Задание – Отредактируйте всё от строки с «Target: antenna» до конца данных: замените «harbor water» на «open water», остальное оставьте без изменений.

▶

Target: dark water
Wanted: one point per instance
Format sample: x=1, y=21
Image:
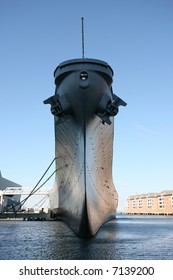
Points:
x=127, y=237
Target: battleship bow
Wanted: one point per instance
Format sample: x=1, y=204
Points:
x=84, y=106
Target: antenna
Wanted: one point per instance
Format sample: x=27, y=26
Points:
x=82, y=20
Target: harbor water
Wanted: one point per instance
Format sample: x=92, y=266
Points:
x=126, y=238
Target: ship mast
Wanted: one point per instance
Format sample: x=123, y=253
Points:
x=83, y=49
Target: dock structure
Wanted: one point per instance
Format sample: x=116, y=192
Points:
x=151, y=203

◀

Выполненное задание –
Target: antenna
Wanted: one point per instance
Format sample: x=27, y=26
Points:
x=82, y=20
Target: open water
Wanted: one point per instance
Format sample: x=92, y=266
Points:
x=126, y=238
Target: ship mast
Wanted: one point per instance
Format sample: x=123, y=253
Points:
x=83, y=49
Target: dock structure
Wanted: one point per instance
Format sample: x=116, y=192
Points:
x=151, y=203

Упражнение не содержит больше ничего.